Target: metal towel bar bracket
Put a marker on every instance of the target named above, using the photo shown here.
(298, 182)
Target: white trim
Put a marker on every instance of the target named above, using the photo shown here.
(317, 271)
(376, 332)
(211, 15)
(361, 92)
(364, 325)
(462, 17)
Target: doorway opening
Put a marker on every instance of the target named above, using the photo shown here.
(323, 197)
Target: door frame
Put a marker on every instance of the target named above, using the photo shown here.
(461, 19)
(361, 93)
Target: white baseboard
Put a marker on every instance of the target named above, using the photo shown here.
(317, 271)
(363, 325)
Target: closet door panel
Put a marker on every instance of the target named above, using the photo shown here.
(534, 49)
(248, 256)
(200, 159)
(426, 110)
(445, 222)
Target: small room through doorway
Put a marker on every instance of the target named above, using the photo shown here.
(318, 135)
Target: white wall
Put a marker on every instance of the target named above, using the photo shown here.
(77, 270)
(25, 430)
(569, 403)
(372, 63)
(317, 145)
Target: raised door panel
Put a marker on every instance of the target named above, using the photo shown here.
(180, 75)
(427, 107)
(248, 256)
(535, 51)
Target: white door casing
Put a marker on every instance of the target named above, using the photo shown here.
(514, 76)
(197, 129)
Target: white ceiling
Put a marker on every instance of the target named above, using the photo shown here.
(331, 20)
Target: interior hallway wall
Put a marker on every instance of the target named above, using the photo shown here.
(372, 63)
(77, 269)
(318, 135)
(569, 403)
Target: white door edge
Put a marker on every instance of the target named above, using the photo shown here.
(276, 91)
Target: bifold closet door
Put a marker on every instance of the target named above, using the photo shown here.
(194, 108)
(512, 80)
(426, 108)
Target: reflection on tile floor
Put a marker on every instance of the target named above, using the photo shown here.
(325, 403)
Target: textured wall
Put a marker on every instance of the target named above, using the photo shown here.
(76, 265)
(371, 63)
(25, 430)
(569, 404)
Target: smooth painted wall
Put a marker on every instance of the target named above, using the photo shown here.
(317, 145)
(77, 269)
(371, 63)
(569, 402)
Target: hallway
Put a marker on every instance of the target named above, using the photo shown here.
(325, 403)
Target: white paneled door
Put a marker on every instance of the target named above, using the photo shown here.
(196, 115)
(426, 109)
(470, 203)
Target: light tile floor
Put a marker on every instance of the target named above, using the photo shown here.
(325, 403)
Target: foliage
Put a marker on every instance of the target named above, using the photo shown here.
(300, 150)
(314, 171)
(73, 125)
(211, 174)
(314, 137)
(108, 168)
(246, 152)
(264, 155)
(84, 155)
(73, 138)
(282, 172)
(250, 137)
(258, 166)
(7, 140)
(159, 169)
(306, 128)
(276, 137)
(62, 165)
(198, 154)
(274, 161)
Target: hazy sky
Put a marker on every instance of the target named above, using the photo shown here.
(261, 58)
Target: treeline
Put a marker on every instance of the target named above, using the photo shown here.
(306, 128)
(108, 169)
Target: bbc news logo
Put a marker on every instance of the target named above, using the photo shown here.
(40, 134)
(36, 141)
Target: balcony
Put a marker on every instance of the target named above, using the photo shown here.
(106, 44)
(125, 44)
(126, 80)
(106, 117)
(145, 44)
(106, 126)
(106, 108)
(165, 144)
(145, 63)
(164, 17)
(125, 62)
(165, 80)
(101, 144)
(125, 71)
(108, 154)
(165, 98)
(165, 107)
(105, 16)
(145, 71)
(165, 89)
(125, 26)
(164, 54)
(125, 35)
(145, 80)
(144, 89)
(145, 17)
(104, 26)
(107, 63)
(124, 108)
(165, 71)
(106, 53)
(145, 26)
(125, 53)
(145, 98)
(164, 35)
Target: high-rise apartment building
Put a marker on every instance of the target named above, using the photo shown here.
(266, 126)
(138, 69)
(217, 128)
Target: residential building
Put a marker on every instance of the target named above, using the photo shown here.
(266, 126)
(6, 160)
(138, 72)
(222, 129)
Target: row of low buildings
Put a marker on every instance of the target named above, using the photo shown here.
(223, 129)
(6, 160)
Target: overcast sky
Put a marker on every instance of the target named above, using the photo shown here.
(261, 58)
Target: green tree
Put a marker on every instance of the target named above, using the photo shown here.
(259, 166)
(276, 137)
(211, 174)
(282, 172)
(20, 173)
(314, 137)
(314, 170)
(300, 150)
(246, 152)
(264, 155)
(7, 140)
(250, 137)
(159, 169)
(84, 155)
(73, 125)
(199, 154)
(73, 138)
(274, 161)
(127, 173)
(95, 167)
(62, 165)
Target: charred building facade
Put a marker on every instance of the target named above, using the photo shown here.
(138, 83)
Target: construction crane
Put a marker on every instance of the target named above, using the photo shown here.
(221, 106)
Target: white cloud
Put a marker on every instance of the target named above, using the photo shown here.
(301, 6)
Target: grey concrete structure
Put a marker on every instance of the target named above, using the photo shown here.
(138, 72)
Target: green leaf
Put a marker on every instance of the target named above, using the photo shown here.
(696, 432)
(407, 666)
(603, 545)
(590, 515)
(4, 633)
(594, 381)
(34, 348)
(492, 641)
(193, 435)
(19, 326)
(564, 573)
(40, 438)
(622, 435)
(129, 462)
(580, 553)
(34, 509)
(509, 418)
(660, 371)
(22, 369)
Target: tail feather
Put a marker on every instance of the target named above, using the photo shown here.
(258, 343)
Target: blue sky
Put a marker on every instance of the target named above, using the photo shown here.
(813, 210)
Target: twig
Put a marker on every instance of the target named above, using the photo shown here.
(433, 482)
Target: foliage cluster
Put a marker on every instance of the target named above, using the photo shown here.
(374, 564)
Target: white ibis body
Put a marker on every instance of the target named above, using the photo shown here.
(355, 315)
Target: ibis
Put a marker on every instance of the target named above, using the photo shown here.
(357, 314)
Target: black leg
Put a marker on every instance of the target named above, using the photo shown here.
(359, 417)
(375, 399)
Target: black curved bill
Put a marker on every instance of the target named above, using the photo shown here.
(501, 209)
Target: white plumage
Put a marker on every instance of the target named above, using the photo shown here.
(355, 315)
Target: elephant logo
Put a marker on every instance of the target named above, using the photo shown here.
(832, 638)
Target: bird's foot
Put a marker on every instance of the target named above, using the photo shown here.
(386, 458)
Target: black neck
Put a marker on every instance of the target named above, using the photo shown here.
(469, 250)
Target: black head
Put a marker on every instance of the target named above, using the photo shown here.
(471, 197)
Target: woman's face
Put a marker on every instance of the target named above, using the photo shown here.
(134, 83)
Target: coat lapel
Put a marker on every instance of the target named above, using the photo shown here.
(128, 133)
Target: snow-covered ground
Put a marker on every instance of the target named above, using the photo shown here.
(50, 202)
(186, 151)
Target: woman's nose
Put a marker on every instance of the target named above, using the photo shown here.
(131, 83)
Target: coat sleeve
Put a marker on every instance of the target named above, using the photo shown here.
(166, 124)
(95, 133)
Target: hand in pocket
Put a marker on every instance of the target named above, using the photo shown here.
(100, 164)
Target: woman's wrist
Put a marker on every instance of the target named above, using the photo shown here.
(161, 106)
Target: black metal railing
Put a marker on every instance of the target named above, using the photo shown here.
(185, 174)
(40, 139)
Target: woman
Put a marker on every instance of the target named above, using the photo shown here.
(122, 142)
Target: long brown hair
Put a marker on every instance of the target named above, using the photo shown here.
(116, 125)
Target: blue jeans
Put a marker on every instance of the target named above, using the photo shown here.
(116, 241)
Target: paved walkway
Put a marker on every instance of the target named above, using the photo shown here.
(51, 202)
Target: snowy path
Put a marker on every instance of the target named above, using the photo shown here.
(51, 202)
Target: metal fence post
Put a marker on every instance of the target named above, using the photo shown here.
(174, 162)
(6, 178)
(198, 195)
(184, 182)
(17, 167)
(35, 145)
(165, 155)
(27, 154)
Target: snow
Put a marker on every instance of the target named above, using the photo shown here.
--------
◆ ASSIGNED TASK:
Set down, exactly as they stand above, the lines starting with the line with "Target: black leg" and going on through the line with "Target: blue jeans", and no others.

◆ ANSWER AREA:
Target: black leg
Put a marker on every instance of the target named above, using the photo shown here.
(359, 417)
(375, 399)
Target: black curved bill
Put a marker on every instance of the target named above, using the photo shown here.
(501, 209)
Target: white plumage
Put a marker on every instance of the target named above, using the photo shown here.
(355, 315)
Target: elephant logo
Put a marker on every instance of the target named above, using the photo shown here.
(832, 638)
Target: bird's foot
Put a marker on every instance of the target named above, using the photo shown here.
(386, 458)
Target: black neck
Put a marker on every instance of the target named above, using the photo shown here.
(469, 250)
Target: black head
Put a marker on every instance of the target named above, using the photo shown here.
(471, 197)
Target: woman's face
Put a marker on every instance of the target named above, using the photo shown here.
(134, 83)
Target: coat lapel
Put a marker on every instance of the target named above, using the photo shown here.
(128, 133)
Target: snow-covered ground
Put a marker on every instance of the target named above, using the photo shown here.
(50, 202)
(186, 151)
Target: woman's nose
Put a marker on every instance of the target named above, using the photo shown here.
(131, 83)
Target: coat sleeve
Put a marker on every instance of the target named above, using the photo shown here.
(166, 124)
(95, 133)
Target: hand in pocket
Put a marker on every instance of the target named above, using the photo shown here.
(100, 164)
Target: woman's wrist
Put a marker on every instance of the target named above, using the photo shown here.
(161, 106)
Target: black metal railing
Put a marker on every instance of the target named above, using the photo shown here.
(185, 174)
(40, 139)
Target: woman
Put a marker on every instance of the target named above, using the photo shown here.
(122, 142)
Target: long brown hair
Put a marker on every instance of the target named above, using the photo shown here.
(116, 125)
Target: blue jeans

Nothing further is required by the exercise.